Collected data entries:
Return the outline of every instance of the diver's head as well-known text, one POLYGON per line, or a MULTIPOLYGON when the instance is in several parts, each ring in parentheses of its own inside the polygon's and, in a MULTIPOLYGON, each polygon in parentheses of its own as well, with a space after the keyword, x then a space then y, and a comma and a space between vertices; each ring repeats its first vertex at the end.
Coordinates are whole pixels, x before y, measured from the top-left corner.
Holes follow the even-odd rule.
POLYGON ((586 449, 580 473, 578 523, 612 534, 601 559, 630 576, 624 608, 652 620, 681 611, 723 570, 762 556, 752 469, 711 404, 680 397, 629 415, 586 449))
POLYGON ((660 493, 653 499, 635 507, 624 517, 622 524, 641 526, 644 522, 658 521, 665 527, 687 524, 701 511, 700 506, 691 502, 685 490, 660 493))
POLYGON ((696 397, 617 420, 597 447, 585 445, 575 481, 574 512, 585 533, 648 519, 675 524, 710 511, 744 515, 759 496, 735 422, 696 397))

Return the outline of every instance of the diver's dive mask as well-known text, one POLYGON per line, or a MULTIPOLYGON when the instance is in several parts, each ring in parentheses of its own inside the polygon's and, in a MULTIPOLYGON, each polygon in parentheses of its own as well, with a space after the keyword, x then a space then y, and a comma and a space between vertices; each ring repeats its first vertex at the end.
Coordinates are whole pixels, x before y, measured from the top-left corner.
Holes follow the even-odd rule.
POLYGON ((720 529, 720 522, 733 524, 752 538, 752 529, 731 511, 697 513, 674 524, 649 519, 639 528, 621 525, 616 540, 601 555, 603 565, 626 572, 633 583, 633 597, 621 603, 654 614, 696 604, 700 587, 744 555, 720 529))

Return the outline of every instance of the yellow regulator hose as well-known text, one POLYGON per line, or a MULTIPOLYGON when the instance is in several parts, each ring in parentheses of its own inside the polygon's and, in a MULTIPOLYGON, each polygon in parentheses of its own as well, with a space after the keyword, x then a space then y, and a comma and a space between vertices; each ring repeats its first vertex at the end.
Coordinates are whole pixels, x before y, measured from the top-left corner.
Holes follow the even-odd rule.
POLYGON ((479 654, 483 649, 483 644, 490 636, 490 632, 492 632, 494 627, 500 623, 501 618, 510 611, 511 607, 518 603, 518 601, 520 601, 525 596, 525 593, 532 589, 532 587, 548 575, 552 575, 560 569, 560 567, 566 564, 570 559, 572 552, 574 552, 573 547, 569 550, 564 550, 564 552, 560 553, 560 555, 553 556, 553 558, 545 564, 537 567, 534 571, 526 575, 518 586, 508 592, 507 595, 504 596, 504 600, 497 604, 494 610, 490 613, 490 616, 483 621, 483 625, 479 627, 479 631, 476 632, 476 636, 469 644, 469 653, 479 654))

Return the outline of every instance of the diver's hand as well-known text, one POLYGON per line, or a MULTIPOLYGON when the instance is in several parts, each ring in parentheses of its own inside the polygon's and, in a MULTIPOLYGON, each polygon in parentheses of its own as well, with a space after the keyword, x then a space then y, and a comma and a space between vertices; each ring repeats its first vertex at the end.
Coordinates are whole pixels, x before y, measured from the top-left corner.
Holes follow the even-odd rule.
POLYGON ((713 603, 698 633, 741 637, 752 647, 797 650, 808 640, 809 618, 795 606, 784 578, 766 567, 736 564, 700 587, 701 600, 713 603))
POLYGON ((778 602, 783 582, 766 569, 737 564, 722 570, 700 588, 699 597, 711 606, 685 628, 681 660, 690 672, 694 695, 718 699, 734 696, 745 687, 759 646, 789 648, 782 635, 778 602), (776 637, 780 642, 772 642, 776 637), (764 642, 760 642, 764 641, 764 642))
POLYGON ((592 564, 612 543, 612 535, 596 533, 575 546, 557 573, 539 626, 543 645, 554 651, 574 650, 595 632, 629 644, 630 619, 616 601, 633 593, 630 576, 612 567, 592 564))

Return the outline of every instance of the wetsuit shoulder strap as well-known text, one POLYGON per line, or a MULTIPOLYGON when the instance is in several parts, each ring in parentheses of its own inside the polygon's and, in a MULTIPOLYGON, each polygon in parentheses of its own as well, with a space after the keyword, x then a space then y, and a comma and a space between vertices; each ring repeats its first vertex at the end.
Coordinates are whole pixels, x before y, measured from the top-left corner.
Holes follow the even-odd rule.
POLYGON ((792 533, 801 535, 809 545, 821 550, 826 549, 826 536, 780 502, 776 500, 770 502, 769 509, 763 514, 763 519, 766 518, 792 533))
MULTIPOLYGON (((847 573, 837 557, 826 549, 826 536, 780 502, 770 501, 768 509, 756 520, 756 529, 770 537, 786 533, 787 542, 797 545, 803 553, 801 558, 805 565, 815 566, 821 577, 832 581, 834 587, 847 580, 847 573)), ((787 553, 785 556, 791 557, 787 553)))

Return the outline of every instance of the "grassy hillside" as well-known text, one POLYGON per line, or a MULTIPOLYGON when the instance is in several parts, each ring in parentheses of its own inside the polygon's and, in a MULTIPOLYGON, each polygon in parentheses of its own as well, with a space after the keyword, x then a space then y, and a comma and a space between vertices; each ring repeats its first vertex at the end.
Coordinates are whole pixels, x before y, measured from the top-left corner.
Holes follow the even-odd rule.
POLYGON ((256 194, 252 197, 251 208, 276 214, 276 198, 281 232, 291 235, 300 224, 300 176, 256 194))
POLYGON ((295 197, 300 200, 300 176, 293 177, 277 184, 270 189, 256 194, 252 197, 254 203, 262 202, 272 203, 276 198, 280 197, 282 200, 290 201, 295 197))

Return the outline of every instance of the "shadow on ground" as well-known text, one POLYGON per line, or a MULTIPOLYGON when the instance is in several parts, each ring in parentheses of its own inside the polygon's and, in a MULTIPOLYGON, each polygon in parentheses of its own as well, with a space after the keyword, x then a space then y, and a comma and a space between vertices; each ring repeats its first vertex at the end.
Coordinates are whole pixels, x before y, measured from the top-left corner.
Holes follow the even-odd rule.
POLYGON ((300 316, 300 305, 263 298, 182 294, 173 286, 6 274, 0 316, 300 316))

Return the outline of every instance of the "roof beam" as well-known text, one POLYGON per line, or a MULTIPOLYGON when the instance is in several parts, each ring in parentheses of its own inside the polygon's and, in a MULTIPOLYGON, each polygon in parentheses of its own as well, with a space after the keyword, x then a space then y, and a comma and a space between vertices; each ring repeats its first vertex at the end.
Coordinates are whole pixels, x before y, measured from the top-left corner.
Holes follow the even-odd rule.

• **EXERCISE DESCRIPTION**
All records must be transcribed exactly, with none left out.

• **SOLUTION TO THIS PROBLEM**
Return the outline of every instance of the diver's head as well-known text, one POLYGON per line, or a MULTIPOLYGON when the instance is in several parts, each ring in parentheses of its own inside the polygon's and, in a MULTIPOLYGON, each polygon in parentheses of its own as well, with a space after the keyword, x then a space then y, and a comma and a space between vertices; each ring repeats its first vertex at the end.
Coordinates are whole pixels, x before y, measured from the top-left corner.
Holes follow the even-odd rule.
POLYGON ((586 449, 580 473, 578 523, 612 534, 601 559, 630 576, 624 608, 652 620, 681 611, 723 570, 762 556, 752 469, 711 404, 680 397, 629 415, 586 449))
POLYGON ((660 493, 653 499, 635 507, 624 517, 622 524, 641 526, 644 522, 658 521, 665 527, 687 524, 701 511, 700 506, 691 502, 685 490, 660 493))
POLYGON ((696 397, 617 420, 597 447, 585 445, 575 481, 574 512, 585 533, 648 519, 675 524, 710 511, 744 515, 759 496, 735 422, 696 397))

Return the outline of every instance of the diver's dive mask as well-known text, one POLYGON per line, or a MULTIPOLYGON when the instance is in several parts, each ring in parentheses of its own inside the polygon's and, in a MULTIPOLYGON, each polygon in parentheses of its own as well, with a space after the keyword, x then a space then y, and a comma and a space between vertices; each ring repeats its first vertex at the end.
Coordinates are whole pixels, x before y, measured from the top-left corner.
Holes follow the even-odd rule.
POLYGON ((720 529, 720 522, 733 524, 752 538, 752 529, 731 511, 697 513, 674 524, 649 519, 639 528, 621 525, 616 540, 601 555, 603 565, 626 572, 633 583, 633 597, 621 603, 654 614, 696 604, 700 587, 744 555, 720 529))

Return the outline of every instance of the yellow regulator hose as well-known text, one POLYGON per line, or a MULTIPOLYGON when the instance is in several parts, each ring in parentheses of its own inside the polygon's and, in a MULTIPOLYGON, each polygon in parentheses of its own as well, with a space after the keyword, x then a space then y, and a comma and a space between vertices; each ring repeats its first vertex at the end.
Coordinates are whole pixels, x before y, measured from the top-left corner.
Holes follow the even-odd rule.
POLYGON ((479 654, 483 649, 483 644, 490 636, 490 632, 492 632, 494 627, 500 623, 501 618, 510 611, 511 607, 518 603, 518 601, 520 601, 525 596, 525 593, 532 589, 532 587, 548 575, 552 575, 560 569, 560 567, 566 564, 570 559, 572 552, 574 552, 573 547, 569 550, 564 550, 564 552, 560 553, 560 555, 553 556, 553 558, 545 564, 537 567, 534 571, 526 575, 518 586, 508 592, 507 595, 504 596, 504 600, 497 604, 494 610, 490 613, 490 616, 483 621, 483 625, 479 627, 479 631, 476 632, 476 636, 469 644, 469 653, 479 654))

Return the outline of every instance of the diver's hand as well-known text, one POLYGON per line, or a MULTIPOLYGON when the instance is in several parts, each ring in parentheses of its own inside the polygon's and, in a MULTIPOLYGON, each polygon in parentheses of its own as well, with a space after the keyword, x then a space then y, and a comma and a space between vertices; each ring repeats its first vertex at the end.
Coordinates are whole pixels, x before y, measured from the top-left corner.
Holes follow the even-odd rule.
POLYGON ((713 603, 698 633, 741 637, 752 647, 797 650, 808 640, 809 618, 795 606, 784 578, 766 567, 736 564, 700 587, 701 600, 713 603))
POLYGON ((778 602, 783 582, 766 569, 737 564, 722 570, 700 588, 699 597, 711 606, 685 628, 681 660, 690 672, 694 695, 718 699, 734 696, 745 687, 759 646, 789 648, 782 635, 778 602), (776 637, 780 642, 772 642, 776 637), (764 642, 760 642, 764 641, 764 642))
POLYGON ((592 564, 612 543, 612 535, 596 533, 575 546, 557 573, 539 626, 543 645, 554 651, 574 650, 595 632, 629 644, 630 619, 616 601, 633 593, 630 576, 612 567, 592 564))

Return the outline of every instance of the wetsuit shoulder strap as well-known text, one POLYGON per line, or a MULTIPOLYGON when the instance is in several parts, each ring in parentheses of its own inside the polygon's and, in a MULTIPOLYGON, each polygon in parentheses of its own as well, with a space after the keyword, x then a space then y, and a comma and a space between vertices; each ring repeats its first vertex at the end.
Coordinates are whole pixels, x before y, measured from the top-left corner.
Holes follow the even-odd rule.
POLYGON ((792 533, 801 535, 809 545, 821 550, 826 549, 826 536, 780 502, 776 500, 770 502, 769 509, 763 514, 763 519, 766 518, 792 533))
MULTIPOLYGON (((847 573, 837 557, 826 549, 826 536, 780 502, 770 501, 768 509, 756 520, 756 529, 770 537, 786 533, 787 542, 797 545, 803 553, 801 558, 805 565, 815 566, 821 577, 832 581, 834 587, 847 580, 847 573)), ((787 553, 785 556, 791 557, 787 553)))

Return the outline of every instance of the "grassy hillside" as well-known text, one POLYGON per line, or a MULTIPOLYGON when the instance is in several parts, each ring in parentheses of its own inside the polygon's and, in a MULTIPOLYGON, each polygon in parentheses of its own as well, with a space after the keyword, x then a space then y, and a comma and a space between vertices; each ring repeats its first vertex at the end.
Coordinates are whole pixels, x before y, measured from the top-left corner.
Holes follow the even-odd rule.
POLYGON ((256 194, 252 197, 251 208, 276 214, 276 198, 281 232, 291 235, 300 224, 300 176, 256 194))
POLYGON ((295 197, 300 200, 300 176, 293 177, 277 184, 270 189, 256 194, 252 197, 254 203, 262 202, 272 203, 276 198, 280 197, 282 200, 290 201, 295 197))

Return the outline of every instance of the "shadow on ground" as well-known text, one POLYGON per line, or a MULTIPOLYGON when the instance is in several parts, each ring in parentheses of its own inside the polygon's and, in a MULTIPOLYGON, each polygon in parentheses of its own as well, with a space after the keyword, x then a space then y, and a comma and a space between vertices; each ring repeats its first vertex at the end.
Coordinates are whole pixels, x before y, measured from the top-left corner.
Holes follow the even-odd rule.
POLYGON ((300 316, 300 305, 263 298, 182 294, 173 286, 6 274, 0 316, 300 316))

Return the outline of every instance of the "roof beam" as well-known text, one POLYGON per line, or a MULTIPOLYGON when the instance is in several parts, each ring in parentheses of its own inside the polygon's and, in a MULTIPOLYGON, each polygon in parentheses of its own as well, with a space after the keyword, x then a space then y, and a comma and a space between vertices; each ring repeats its first vertex at the end.
Coordinates are whole pixels, x before y, measured from the top-left corner.
Holes follow the even-odd rule.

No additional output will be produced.